*** Dataset records ***
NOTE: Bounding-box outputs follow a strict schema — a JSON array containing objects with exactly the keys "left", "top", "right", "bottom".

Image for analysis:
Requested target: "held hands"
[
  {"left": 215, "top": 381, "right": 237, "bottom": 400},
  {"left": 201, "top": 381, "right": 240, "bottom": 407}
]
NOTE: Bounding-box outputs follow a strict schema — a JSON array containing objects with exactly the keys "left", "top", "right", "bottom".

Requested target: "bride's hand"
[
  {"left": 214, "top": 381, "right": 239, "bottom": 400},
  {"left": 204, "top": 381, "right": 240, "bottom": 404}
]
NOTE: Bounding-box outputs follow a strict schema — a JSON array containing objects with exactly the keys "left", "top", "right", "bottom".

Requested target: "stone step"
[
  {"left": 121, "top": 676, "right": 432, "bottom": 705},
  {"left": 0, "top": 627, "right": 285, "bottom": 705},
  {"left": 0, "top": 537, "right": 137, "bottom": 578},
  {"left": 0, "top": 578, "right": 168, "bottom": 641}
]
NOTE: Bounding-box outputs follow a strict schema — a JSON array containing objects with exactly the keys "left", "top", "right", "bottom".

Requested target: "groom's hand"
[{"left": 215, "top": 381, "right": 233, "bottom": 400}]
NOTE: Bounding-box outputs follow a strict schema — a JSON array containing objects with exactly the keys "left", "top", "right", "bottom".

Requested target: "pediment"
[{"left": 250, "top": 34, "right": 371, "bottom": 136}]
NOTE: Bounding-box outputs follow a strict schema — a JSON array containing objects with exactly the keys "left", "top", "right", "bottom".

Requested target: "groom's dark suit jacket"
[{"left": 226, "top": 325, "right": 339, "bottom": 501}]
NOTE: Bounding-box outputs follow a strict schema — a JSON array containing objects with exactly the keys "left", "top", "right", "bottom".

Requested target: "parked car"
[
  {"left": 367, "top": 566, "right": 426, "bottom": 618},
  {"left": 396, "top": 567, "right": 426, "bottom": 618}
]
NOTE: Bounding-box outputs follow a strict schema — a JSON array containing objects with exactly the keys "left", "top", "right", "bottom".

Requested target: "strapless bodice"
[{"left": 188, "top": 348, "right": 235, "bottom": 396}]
*** End of Dataset records ***
▸ Work task
Without altering a single word, set down all the entries again.

▸ Answer to this problem
NOTE: Bounding-box outputs follow a strict schema — a JSON array containing objects with exactly the keys "left", "top", "right", "bottom".

Image for analysis:
Requested target: "held hands"
[
  {"left": 215, "top": 381, "right": 237, "bottom": 400},
  {"left": 201, "top": 381, "right": 240, "bottom": 407}
]
NOTE: Bounding-box outputs follow a strict schema — a JSON array containing objects with exactly the keys "left", "top", "right", "bottom".

Requested target: "bride's hand"
[
  {"left": 214, "top": 381, "right": 239, "bottom": 400},
  {"left": 204, "top": 381, "right": 240, "bottom": 404}
]
NOTE: Bounding-box outputs follow a strict schema — a JSON array containing objects with exactly the keys "left", "top", "right", "bottom".

Requested target: "stone step"
[
  {"left": 121, "top": 676, "right": 432, "bottom": 705},
  {"left": 0, "top": 627, "right": 285, "bottom": 705},
  {"left": 0, "top": 537, "right": 137, "bottom": 578},
  {"left": 0, "top": 578, "right": 168, "bottom": 641}
]
NOTE: Bounding-box outputs follow a strict schema — a JSON array containing objects with exactly the keys "left", "top", "right", "bottom".

Requested target: "groom's hand"
[{"left": 215, "top": 381, "right": 233, "bottom": 400}]
NOTE: Bounding-box outputs follow a strict schema — a JSON array containing objects with exactly the keys "left", "top", "right", "bottom".

Requested target: "pediment"
[{"left": 250, "top": 34, "right": 371, "bottom": 136}]
NOTE: Bounding-box outputs follow a strict schema — a JSON array containing objects with exactly the keys "left", "top", "right", "bottom".

Requested target: "groom's dark suit jacket"
[{"left": 226, "top": 325, "right": 339, "bottom": 501}]
NOTE: Bounding-box outputs follow a strict schema — a JSON array containing objects with exactly the keys "left", "top", "right", "bottom".

Requested target: "parked car"
[
  {"left": 367, "top": 566, "right": 426, "bottom": 618},
  {"left": 396, "top": 567, "right": 426, "bottom": 618}
]
NOTE: Bounding-box outputs follow a strict schema — a JSON array containing objects with exactly the keys "left", "top", "right", "bottom".

Requested target: "strapless bodice"
[{"left": 188, "top": 348, "right": 235, "bottom": 396}]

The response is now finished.